◆ WHAT YOU HAVE TO DO:
Can all of these lines be returned exactly?

Pointing and labeling entries:
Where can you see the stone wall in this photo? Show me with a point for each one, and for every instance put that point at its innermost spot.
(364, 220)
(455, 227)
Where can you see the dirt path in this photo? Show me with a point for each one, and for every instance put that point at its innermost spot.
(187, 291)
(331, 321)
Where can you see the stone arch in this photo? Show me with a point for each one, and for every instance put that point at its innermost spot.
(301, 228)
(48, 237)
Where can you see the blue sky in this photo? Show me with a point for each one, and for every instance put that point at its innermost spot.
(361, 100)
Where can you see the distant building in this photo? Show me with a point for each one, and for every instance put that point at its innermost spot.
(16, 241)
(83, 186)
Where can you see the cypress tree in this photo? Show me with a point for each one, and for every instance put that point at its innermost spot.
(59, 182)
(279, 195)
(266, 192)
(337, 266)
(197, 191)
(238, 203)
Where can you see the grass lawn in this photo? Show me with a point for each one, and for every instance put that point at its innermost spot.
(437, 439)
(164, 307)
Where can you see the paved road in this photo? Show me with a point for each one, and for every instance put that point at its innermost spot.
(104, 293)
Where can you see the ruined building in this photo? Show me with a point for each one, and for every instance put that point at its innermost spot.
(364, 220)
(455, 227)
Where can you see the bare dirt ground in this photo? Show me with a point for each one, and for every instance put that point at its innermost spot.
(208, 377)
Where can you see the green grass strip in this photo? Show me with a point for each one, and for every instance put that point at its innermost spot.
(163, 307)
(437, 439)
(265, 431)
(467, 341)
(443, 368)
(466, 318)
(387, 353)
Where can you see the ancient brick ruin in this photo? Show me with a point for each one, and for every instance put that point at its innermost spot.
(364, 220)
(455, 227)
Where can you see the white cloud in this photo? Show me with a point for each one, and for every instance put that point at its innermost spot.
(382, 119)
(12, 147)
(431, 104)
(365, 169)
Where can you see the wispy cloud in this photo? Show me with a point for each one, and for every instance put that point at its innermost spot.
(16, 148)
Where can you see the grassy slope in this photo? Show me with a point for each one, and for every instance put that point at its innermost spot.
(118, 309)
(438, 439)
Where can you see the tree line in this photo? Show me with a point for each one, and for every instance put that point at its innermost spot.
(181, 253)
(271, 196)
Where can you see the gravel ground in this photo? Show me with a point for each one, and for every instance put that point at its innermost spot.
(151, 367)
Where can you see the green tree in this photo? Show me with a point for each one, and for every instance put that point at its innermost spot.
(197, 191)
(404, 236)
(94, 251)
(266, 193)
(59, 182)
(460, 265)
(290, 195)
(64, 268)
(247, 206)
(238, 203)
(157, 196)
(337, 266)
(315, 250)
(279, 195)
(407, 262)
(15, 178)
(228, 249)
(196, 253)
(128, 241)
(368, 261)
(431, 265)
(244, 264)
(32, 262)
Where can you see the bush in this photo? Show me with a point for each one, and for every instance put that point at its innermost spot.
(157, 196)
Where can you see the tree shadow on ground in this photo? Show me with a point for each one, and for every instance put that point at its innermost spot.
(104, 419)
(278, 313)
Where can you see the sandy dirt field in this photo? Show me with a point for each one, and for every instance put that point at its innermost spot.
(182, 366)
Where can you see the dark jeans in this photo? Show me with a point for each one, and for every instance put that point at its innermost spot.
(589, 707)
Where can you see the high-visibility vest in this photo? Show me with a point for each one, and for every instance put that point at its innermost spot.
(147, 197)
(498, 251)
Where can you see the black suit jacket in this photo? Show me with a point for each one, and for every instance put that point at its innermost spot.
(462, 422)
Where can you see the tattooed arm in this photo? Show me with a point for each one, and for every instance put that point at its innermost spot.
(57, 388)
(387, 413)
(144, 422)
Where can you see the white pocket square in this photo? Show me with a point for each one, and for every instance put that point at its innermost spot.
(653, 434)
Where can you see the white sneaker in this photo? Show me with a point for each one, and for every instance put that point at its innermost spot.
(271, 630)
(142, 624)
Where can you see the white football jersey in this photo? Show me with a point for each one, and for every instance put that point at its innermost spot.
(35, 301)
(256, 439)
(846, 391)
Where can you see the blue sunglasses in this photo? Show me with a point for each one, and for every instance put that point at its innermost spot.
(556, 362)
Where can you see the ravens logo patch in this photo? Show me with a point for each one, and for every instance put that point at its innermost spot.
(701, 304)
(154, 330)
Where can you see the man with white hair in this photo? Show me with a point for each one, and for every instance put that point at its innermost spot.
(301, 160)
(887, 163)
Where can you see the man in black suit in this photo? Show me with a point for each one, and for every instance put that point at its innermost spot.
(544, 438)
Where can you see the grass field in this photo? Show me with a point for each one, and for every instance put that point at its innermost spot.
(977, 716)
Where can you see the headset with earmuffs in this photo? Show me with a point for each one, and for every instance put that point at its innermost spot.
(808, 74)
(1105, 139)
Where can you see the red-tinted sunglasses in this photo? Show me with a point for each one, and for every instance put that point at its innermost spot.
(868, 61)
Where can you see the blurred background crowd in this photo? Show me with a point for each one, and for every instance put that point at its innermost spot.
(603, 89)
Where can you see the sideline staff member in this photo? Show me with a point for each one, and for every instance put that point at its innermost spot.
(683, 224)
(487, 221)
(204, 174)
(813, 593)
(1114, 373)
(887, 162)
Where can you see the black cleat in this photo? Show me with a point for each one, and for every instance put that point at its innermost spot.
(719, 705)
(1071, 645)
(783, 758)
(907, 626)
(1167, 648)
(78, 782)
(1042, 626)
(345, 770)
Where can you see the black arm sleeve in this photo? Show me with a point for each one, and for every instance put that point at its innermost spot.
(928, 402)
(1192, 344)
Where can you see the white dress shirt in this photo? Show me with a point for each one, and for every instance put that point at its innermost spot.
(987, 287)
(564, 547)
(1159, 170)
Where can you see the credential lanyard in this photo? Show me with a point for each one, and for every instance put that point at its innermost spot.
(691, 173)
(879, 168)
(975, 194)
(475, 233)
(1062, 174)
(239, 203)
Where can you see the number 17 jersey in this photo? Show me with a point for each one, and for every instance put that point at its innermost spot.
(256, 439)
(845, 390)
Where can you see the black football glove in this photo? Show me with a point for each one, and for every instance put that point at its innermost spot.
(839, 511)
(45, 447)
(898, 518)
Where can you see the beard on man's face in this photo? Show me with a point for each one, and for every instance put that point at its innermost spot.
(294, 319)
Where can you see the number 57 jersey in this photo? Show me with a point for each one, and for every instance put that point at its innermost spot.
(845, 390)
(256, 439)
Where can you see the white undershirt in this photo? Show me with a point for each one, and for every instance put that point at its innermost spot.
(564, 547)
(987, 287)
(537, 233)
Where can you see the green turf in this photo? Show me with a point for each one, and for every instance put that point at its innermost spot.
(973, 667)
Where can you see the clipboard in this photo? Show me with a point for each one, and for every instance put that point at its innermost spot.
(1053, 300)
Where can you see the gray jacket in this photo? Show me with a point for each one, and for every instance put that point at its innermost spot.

◆ COMPLETE RESPONSE:
Where can you see the stone wall in this photo? Show me with a point for each one, and for every instance put that point at its innermost spot.
(364, 220)
(455, 227)
Where can you see the dirt path in this photo? Show me with a point for each one, and for every instance put that point at its innermost spot.
(187, 291)
(331, 321)
Where can you see the stone arch in this photo? Show me with a point for each one, and for every instance put that point at its innermost spot.
(301, 228)
(48, 237)
Where can you see the blue sky in this photo? Show me with a point for each one, and for every instance put that point at its innermost spot.
(361, 100)
Where can you see the distant building in this photo? Show me with a point for each one, and for every instance put that point at its innermost spot.
(16, 241)
(83, 186)
Where can you see the cypress tree in this photo? Show me with a point for each one, and for every instance put that point at its innermost spot.
(59, 182)
(279, 195)
(266, 192)
(337, 266)
(197, 191)
(238, 203)
Where can you see the grass lawn in this photo? Show me with a point for each one, and for every instance put that point at its innermost spot.
(437, 439)
(164, 307)
Where can you see the paved road in this photo? Show me with a point for each one, and for every instance put that point at its innermost spot.
(104, 293)
Where can you see the ruined building in this photo? Show me with a point for each one, and for every instance put that point at its innermost spot.
(364, 220)
(455, 227)
Where can you see the bare dirt ground in this photo? Show me with a point for each one, and for every instance put that point at its innermost spot.
(208, 377)
Where can you see the green grass strip in this photo? Show me with a point for each one, and for every instance put that point at its innermost spot.
(163, 307)
(437, 439)
(265, 431)
(467, 341)
(443, 368)
(466, 318)
(387, 353)
Where can you see the ancient brick ruin in this photo? Show me with a point for each one, and for every instance put that point at its innermost spot.
(364, 220)
(455, 227)
Where can you see the white cloud in this photo? Show me with a point for each one, and for every instance put that point at its innermost spot.
(382, 119)
(12, 147)
(431, 104)
(365, 169)
Where can you see the wispy cloud in this photo? Show me with a point for each one, and for every instance put that point at its innermost spot.
(16, 148)
Where can you see the grassy slope in this photo? Show me with a point for each one, and for every instance put that point at its innermost spot.
(118, 309)
(438, 439)
Where can you see the tree line in this photo? Show me with a point for each one, and for every instance put that point at its innermost spot.
(181, 253)
(271, 196)
Where can you see the gravel ground in this photo? Show me with a point for each one, and for every instance put that point at its innermost spot.
(151, 367)
Where can you see the green tree in this photo? Show me with a point for each one, and for every instance put that point at its innermost spot.
(197, 191)
(404, 236)
(94, 251)
(266, 193)
(59, 182)
(460, 265)
(290, 195)
(64, 268)
(247, 206)
(238, 203)
(157, 196)
(337, 266)
(315, 250)
(279, 195)
(407, 262)
(15, 178)
(228, 249)
(196, 253)
(128, 241)
(368, 261)
(431, 265)
(244, 264)
(32, 262)
Where can you see the bush in this photo? Show me with a point for each one, and for every instance put that point at its innermost spot.
(157, 196)
Where can you see the tree shadow on ground in this photo? Show me with a point for each one, and for every instance put that point at its innermost spot.
(104, 419)
(278, 313)
Where can you see the sandy dirt field in this photo? Show me with a point for each one, and for every instance put that point at its innermost spot.
(182, 366)
Where can you see the dark jeans in this photo? Show me with a point for each one, and for every instance put that point at its innermost spot.
(589, 707)
Where can you see the high-visibility vest in this photo? Show me with a point for each one, and for every instance put that point at its innermost spot.
(147, 197)
(498, 251)
Where can you see the black suit jacket in this photo? Show me with a point for each one, and for every instance put that point at its innermost spot.
(462, 422)
Where can you see the tattooed arm in this photo? Show me with a point for each one, and for every instance put that point at its innermost spot.
(57, 388)
(387, 413)
(144, 422)
Where can you see the white pocket square in this photo? Show me with a point for each one, and for every instance put that point at its innermost spot.
(653, 434)
Where can you see the white sneaker in this photo? Show me with a point for each one, and for every instance put that point at its innermost spot.
(271, 630)
(142, 624)
Where can you see the white football jersey in this photo? Show me with a point for each one, and for every instance put that point at its innermost spot.
(35, 301)
(256, 439)
(846, 391)
Where can you see the blue sunglasses in this photo? Show me with a point for each one, and for every instance put that point at its innermost spot.
(556, 362)
Where can you see the ravens logo patch in this photo? Show me with a point for each one, and for every instance put that point at its innermost spot.
(701, 304)
(154, 330)
Where can you see the man with white hair in this photo? Show me with a point for each one, and for every instance put that point at its innermost spot.
(301, 160)
(887, 163)
Where can you see the man in black suit in this photo? Show me with a point for each one, and for every instance put that point at its innermost spot.
(544, 438)
Where can you see the grass field in this photo? Show me with a point for each one, and for every instance put that point at its innermost spot.
(977, 716)
Where can you see the headset with earmuffs in this photo? Show me with a point for each one, and for every instance put that point at its innermost spot.
(808, 74)
(1105, 139)
Where can you see the red-tinted sunglasses in this photo? Show me with a point for each one, and for every instance put that point at its innermost spot.
(868, 61)
Where can you see the blurred background crowd in this photo? Show me with a point for each one, and for every instance put that point at its innermost spot.
(603, 89)
Where can you see the sideline staff member in this photo? Show me with a point for each one, and for every instance put that point at its innermost spot.
(683, 224)
(487, 221)
(204, 174)
(813, 593)
(1114, 373)
(887, 162)
Where can you see the black cleat in this photo? Show me with a point for each one, and for every instance put that point at its innermost spot.
(719, 705)
(1071, 645)
(783, 758)
(907, 626)
(1167, 648)
(78, 782)
(1042, 626)
(345, 770)
Where can you see the black arm sleeve in this photo? Show me with a point for each one, and for every instance put that point at its innermost spot.
(928, 402)
(1192, 344)
Where can you see the white dress shirt in this photo? Show me with a point for each one, and for every instance put that point at its innermost spot.
(987, 287)
(564, 547)
(1159, 170)
Where can you see the credential lanyard in this photo? Show me with a point for each one, and for every instance put that point at its innermost spot.
(691, 173)
(879, 168)
(975, 194)
(475, 233)
(1062, 174)
(239, 203)
Where can you see the number 17 jersey in this photo? Show me with a point for each one, and for every instance put that point at its innermost spot.
(256, 439)
(845, 390)
Where can you see the black football glove in this photo? Show me with a point for each one, and for every instance put that point at its innermost spot.
(839, 511)
(45, 447)
(898, 518)
Where can you see the beard on man's face in this photo? Show me with a point for each one, and for every instance put that point at its innermost spot.
(294, 319)
Where can you see the number 57 jersey in this photo? Show me with a point for each one, and for every instance put that point at its innermost spot.
(845, 390)
(256, 439)
Where can you see the white undershirt in this photo? Show me with a point for each one, and for every instance put that point at its innermost spot.
(564, 547)
(987, 287)
(537, 233)
Where can you see the green turf in this photo? Show me with a point for each one, and for every instance put that point at its innermost spot.
(973, 667)
Where can you see the clipboard in this photo? Show me with a point for each one, and for every instance put that point at its innermost spot.
(1053, 300)
Where can you see the gray jacket in this photo? Show me with a point for each one, and for every instance put that point at its innermost spot.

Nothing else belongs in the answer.